Set task:
From the listing below, extract the lines from the one containing "518, row 726." to the one containing "column 763, row 806", including both, and copy them exactly.

— Begin Records shown —

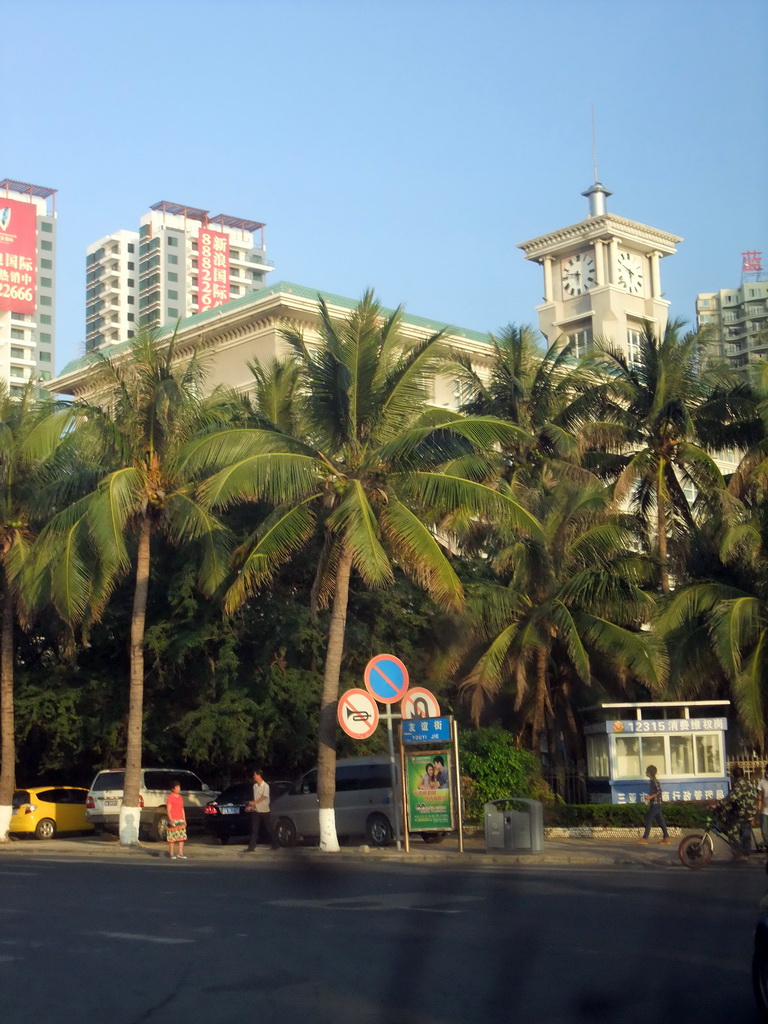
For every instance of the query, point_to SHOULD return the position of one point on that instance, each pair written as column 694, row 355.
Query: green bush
column 493, row 767
column 678, row 815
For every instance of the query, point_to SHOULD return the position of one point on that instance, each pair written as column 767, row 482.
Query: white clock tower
column 601, row 278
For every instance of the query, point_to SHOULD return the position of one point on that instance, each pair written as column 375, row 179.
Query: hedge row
column 678, row 815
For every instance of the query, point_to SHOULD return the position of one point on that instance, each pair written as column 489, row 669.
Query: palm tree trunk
column 7, row 742
column 329, row 701
column 662, row 528
column 129, row 812
column 540, row 701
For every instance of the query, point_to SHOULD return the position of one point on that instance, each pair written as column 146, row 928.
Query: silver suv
column 105, row 797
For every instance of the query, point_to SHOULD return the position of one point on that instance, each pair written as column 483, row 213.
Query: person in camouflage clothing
column 735, row 812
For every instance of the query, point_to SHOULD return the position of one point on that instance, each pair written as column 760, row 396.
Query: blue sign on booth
column 426, row 730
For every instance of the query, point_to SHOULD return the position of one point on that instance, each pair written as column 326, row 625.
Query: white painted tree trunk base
column 329, row 839
column 5, row 813
column 129, row 817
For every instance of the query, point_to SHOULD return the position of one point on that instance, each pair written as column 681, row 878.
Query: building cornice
column 602, row 227
column 273, row 308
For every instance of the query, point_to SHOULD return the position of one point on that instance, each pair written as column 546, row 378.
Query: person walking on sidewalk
column 655, row 811
column 734, row 814
column 176, row 829
column 763, row 807
column 259, row 807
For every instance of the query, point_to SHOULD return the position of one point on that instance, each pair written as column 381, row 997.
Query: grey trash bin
column 514, row 824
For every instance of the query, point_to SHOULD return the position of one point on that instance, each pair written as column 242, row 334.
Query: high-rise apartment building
column 737, row 317
column 181, row 261
column 28, row 262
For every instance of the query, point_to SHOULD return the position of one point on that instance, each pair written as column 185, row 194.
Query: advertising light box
column 17, row 244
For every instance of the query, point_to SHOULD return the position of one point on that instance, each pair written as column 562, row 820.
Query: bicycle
column 696, row 849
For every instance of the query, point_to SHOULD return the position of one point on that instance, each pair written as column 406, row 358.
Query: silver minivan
column 364, row 804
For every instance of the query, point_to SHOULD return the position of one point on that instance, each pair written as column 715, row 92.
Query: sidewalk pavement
column 625, row 852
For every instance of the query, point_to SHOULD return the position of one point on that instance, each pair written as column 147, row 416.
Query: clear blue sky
column 403, row 144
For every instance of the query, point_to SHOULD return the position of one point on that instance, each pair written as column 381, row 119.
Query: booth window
column 597, row 756
column 708, row 755
column 628, row 757
column 654, row 753
column 681, row 755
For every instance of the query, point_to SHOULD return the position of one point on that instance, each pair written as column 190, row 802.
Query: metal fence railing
column 569, row 782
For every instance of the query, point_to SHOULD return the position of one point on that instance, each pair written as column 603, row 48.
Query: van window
column 309, row 782
column 347, row 779
column 109, row 780
column 376, row 777
column 162, row 778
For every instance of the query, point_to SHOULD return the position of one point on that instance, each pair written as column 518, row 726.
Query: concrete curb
column 571, row 852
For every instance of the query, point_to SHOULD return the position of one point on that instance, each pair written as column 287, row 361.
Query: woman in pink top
column 176, row 833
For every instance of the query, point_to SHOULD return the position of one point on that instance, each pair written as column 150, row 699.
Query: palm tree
column 569, row 606
column 32, row 431
column 667, row 414
column 548, row 394
column 377, row 468
column 146, row 409
column 717, row 626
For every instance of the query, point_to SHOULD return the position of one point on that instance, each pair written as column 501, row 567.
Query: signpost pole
column 403, row 797
column 393, row 778
column 458, row 784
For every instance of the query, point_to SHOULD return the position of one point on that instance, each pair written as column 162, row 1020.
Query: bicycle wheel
column 695, row 851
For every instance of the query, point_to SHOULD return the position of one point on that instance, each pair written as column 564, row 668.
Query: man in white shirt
column 260, row 811
column 763, row 806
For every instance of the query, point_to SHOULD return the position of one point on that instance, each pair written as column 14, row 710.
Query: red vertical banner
column 17, row 243
column 213, row 268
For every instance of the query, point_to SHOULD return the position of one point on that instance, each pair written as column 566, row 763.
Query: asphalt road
column 296, row 940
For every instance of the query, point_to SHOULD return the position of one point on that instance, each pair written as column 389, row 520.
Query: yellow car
column 46, row 810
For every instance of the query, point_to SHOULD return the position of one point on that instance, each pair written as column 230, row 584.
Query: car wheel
column 285, row 832
column 694, row 852
column 160, row 827
column 378, row 830
column 45, row 828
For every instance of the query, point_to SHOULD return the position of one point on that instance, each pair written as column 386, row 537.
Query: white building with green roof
column 248, row 329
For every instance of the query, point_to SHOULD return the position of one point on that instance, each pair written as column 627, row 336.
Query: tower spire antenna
column 594, row 143
column 597, row 193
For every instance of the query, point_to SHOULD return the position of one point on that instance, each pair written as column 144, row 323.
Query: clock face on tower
column 578, row 274
column 631, row 272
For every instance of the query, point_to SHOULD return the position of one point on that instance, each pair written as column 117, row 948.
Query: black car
column 226, row 815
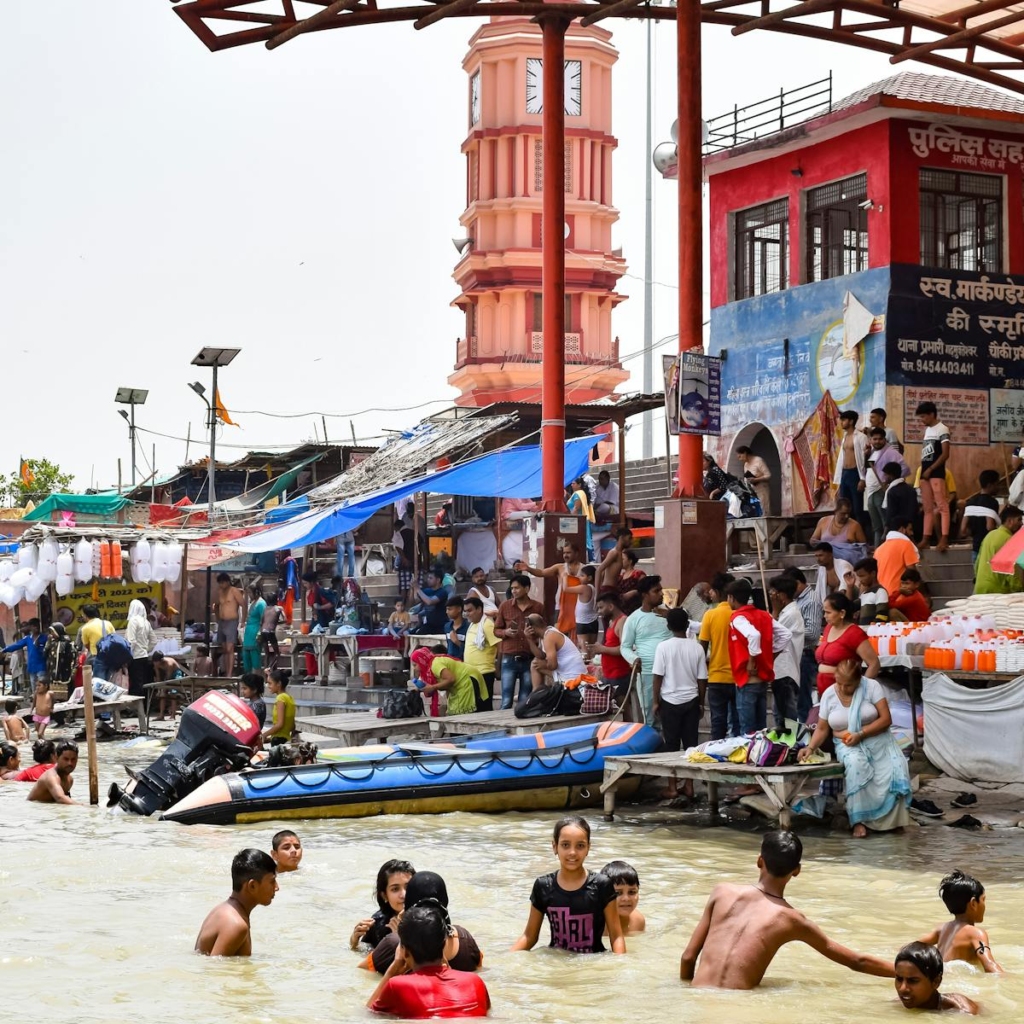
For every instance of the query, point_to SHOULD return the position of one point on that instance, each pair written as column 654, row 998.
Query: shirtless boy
column 919, row 974
column 287, row 850
column 228, row 603
column 225, row 930
column 743, row 927
column 962, row 938
column 54, row 784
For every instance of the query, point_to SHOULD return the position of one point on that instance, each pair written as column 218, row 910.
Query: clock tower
column 499, row 354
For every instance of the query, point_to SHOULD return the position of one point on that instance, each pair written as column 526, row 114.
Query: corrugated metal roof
column 947, row 90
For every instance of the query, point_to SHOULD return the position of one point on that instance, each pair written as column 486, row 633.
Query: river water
column 99, row 913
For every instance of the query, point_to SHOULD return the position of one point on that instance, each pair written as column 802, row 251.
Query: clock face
column 572, row 89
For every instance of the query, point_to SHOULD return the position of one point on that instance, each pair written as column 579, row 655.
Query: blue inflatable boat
column 543, row 771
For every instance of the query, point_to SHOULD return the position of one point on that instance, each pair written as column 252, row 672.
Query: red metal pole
column 690, row 216
column 553, row 284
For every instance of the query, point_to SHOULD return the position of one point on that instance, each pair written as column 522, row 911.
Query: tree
column 45, row 478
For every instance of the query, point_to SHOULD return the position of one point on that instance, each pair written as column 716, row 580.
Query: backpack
column 553, row 699
column 114, row 650
column 401, row 704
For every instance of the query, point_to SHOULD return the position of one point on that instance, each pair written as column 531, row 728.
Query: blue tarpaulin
column 509, row 473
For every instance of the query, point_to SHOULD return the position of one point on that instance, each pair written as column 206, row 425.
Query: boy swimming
column 287, row 850
column 624, row 877
column 743, row 927
column 962, row 938
column 919, row 974
column 225, row 931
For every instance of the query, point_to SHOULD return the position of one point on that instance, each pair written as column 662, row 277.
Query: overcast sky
column 296, row 204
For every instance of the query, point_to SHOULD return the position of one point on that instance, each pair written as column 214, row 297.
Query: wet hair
column 781, row 852
column 254, row 682
column 926, row 958
column 647, row 584
column 841, row 603
column 570, row 820
column 739, row 591
column 43, row 752
column 251, row 864
column 957, row 889
column 388, row 868
column 423, row 932
column 621, row 873
column 280, row 838
column 677, row 620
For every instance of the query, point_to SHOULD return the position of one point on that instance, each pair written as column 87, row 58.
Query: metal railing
column 766, row 117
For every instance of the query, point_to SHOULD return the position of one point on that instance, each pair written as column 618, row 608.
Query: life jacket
column 739, row 652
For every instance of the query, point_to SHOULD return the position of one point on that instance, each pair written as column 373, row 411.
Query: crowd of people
column 430, row 967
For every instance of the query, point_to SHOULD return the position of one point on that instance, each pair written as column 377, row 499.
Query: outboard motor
column 213, row 737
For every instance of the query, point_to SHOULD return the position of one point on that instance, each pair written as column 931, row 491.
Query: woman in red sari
column 842, row 639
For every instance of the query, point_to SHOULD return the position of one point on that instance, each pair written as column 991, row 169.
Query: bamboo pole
column 90, row 734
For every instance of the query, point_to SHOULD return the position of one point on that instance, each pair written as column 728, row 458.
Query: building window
column 762, row 249
column 539, row 312
column 837, row 228
column 961, row 220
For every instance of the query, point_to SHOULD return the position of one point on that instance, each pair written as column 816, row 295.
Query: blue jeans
column 722, row 705
column 752, row 706
column 345, row 557
column 515, row 667
column 808, row 681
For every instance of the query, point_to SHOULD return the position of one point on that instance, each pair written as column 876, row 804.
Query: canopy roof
column 508, row 473
column 982, row 38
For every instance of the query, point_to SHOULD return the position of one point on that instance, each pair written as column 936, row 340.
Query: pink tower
column 499, row 357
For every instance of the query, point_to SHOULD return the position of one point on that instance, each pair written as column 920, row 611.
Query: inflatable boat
column 543, row 771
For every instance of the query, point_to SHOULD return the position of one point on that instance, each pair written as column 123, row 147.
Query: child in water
column 392, row 881
column 624, row 877
column 578, row 903
column 419, row 984
column 225, row 932
column 962, row 938
column 286, row 850
column 919, row 974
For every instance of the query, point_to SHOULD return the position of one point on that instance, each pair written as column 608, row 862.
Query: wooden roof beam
column 956, row 39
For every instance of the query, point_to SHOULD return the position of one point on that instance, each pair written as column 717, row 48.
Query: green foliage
column 48, row 479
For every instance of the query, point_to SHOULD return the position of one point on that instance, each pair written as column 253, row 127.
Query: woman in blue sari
column 855, row 712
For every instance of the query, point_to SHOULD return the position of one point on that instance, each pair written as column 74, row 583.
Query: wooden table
column 505, row 721
column 137, row 705
column 781, row 785
column 356, row 729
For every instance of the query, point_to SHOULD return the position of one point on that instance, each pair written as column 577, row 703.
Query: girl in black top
column 390, row 892
column 578, row 903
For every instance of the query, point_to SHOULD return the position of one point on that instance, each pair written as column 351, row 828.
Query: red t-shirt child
column 434, row 991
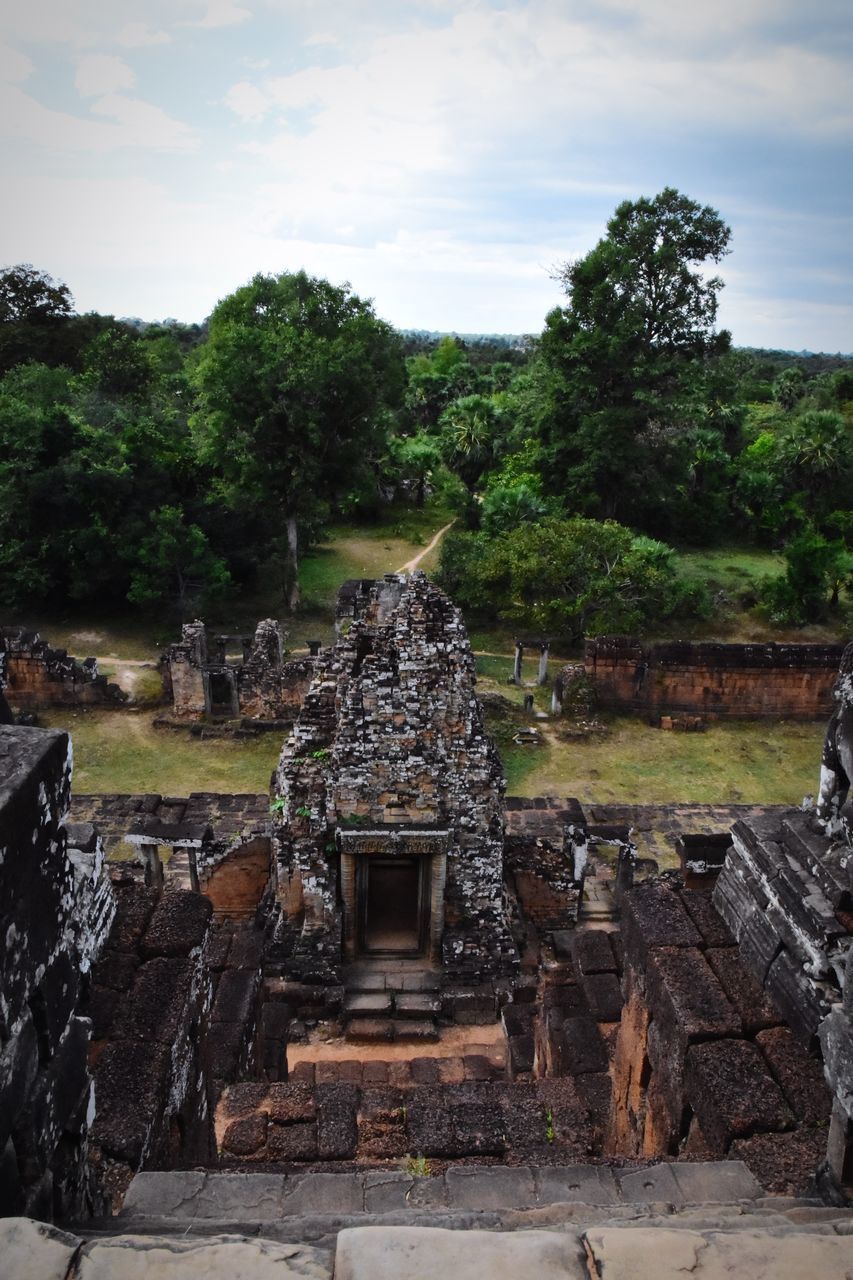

— End Records shown —

The response:
For every instance of the query, point_to SHOULD return the position of one point on that instance, each pair written as column 518, row 726.
Query: concrete curb
column 571, row 852
For every instance of the query, point_to SHOULD return the position of one point on that instance, each pair written as column 287, row 361.
Query: woman in pink top
column 176, row 833
For every instance of the query, point_to SHOULD return the position of one point on that instance, each pair written as column 150, row 699.
Query: palm tree
column 569, row 606
column 32, row 431
column 667, row 414
column 548, row 394
column 377, row 468
column 146, row 409
column 717, row 626
For every instance of the query, point_to SHOULD return the position of one point on that instance, each pair written as column 501, row 567.
Query: signpost pole
column 403, row 797
column 393, row 778
column 458, row 784
For every instance of the query, point_to SHOULD return the position of one point on that instance, each pair written as column 162, row 1020.
Query: bicycle wheel
column 695, row 851
For every instance of the query, point_to SHOULD return the position of one point on that instance, each pair written as column 564, row 668.
Query: man in white shirt
column 260, row 811
column 763, row 806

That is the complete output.